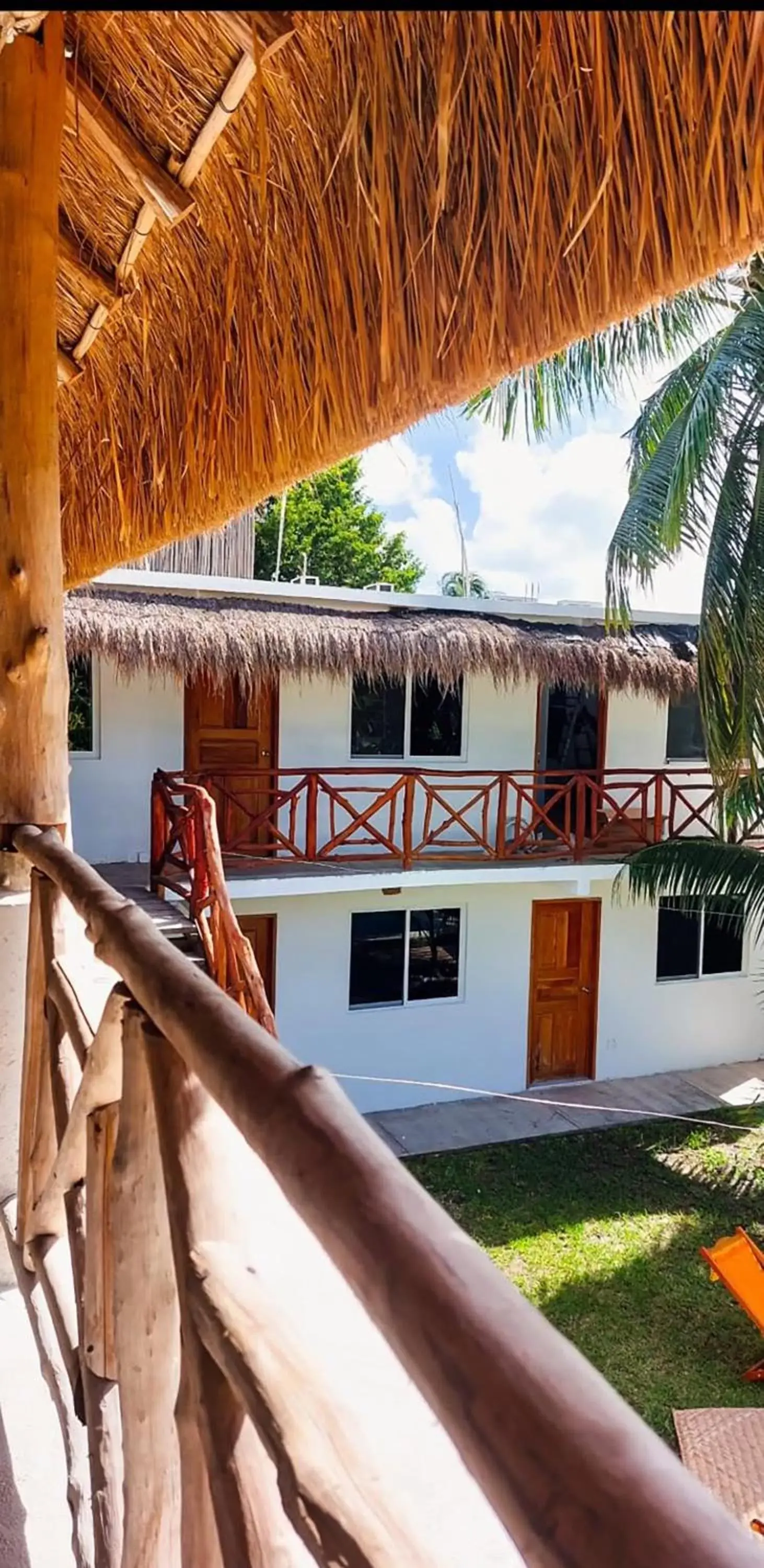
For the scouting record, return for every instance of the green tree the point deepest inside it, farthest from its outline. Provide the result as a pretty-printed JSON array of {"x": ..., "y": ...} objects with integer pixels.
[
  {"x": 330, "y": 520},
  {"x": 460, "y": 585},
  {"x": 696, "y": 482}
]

•••••

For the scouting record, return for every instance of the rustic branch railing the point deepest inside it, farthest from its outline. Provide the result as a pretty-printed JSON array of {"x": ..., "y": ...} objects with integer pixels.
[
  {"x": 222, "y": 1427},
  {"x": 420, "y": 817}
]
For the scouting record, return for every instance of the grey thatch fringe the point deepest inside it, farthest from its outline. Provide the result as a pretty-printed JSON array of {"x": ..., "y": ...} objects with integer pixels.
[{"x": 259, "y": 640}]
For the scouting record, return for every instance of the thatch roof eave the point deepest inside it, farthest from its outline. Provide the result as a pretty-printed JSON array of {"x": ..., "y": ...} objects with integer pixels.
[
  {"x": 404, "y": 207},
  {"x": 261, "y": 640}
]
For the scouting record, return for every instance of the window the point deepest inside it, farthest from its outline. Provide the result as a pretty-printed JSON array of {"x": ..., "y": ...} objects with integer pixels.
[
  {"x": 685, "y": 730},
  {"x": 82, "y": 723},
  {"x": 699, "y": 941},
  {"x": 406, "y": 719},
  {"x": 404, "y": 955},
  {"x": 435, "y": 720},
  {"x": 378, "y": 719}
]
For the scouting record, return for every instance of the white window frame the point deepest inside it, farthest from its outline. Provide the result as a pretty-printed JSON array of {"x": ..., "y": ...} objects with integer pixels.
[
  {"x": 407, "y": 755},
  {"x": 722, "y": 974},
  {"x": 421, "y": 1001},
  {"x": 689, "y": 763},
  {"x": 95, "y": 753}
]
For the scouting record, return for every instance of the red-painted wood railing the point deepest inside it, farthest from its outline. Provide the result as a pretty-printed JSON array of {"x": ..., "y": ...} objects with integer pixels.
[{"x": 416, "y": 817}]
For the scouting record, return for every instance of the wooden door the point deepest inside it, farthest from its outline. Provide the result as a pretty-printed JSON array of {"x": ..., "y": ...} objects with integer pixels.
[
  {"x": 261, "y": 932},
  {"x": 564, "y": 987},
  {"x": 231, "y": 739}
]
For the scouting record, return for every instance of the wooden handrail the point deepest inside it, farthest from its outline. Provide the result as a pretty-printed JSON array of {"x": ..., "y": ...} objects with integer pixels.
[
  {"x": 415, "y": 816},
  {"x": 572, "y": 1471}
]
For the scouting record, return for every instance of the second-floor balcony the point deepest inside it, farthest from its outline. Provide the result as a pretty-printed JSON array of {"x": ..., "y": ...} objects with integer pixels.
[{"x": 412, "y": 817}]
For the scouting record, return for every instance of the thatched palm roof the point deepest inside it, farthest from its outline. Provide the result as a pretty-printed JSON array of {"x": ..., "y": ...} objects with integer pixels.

•••••

_The task_: Copy out each line of the data above, exactly, if it lies between the line holding "the wooden handrail" and the line holding "of the thatched", inclusive; copy no other line.

_The answer_:
For the scouting record, return for every instance of the wooden handrail the point deepest inside it, farthest from its outline. Provide the result as a pretty-printed JSON array of {"x": ..., "y": ...} objects with integer pixels.
[
  {"x": 415, "y": 816},
  {"x": 572, "y": 1471}
]
For the scouting record, return for every instance of the second-floor balcony the point deepest inside it, farthest from its outline. Provide the result as a pretty-printed JSON array of {"x": ..., "y": ...} objects with integer pixels.
[{"x": 412, "y": 817}]
For the scouting record, return for every instance of the thatched palm roof the point deepest inside it, farthest from its outline. Provide the result as a pretty-printed JSON array of {"x": ..., "y": ...} objects with integer pixels.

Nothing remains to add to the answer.